Pourtant, cette coupole est restée "très largement authentique", avec "au moins 80%" d'éléments d'origine. Raison pour laquelle il est si important aujourd'hui de la restaurer, et de la préserver pour l'avenir. Car elle a subi de profondes dégradations, dues aux intempéries auxquelles elle est particulièrement exposée depuis l'édification de la tour Klotz, qui ne lui offre pas la protection nécessaire.
Un échafaudage en lévitation
La première difficulté du chantier a été d'accéder à la coupole. L'atteindre par-dessus, sur sa partie convexe, était aisé : un accès existe depuis la toiture, sous la charpente de la tour Klotz.
Mais pour pouvoir la rejoindre par-dessous, à 37 mètres au-dessus du sol, il a fallu commencer par monter un échafaudage suspendu, véritable prouesse technique.
"On est entrés par les fenêtres" raconte Alexandre Cojannot. "Et de là, des échafaudeurs encordés ont monté un échafaudage qui ne s'élève pas à partir du sol, mais descend depuis le haut." La structure, impressionnante vue du dessous, est suspendue aux huit fenêtres de la coupole.

● **DONNÉES FOURNIES**:
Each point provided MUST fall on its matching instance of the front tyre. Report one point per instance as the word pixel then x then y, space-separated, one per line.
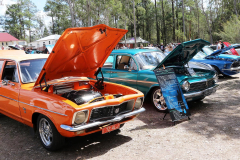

● **QUESTIONS**:
a – Dans l'extrait sur la restauration de la coupole, à quoi la structure de l'échafaudage est-elle suspendue ?
b – Reproduisez à l'identique le passage de l'extrait sur la coupole qui commence par "Mais pour pouvoir" et se poursuit jusqu'à "de la coupole.".

● **EXERCICE CORRIGÉ**:
a – Aux huit fenêtres de la coupole.

b –
Mais pour pouvoir la rejoindre par-dessous, à 37 mètres au-dessus du sol, il a fallu commencer par monter un échafaudage suspendu, véritable prouesse technique.
"On est entrés par les fenêtres" raconte Alexandre Cojannot. "Et de là, des échafaudeurs encordés ont monté un échafaudage qui ne s'élève pas à partir du sol, mais descend depuis le haut." La structure, impressionnante vue du dessous, est suspendue aux huit fenêtres de la coupole.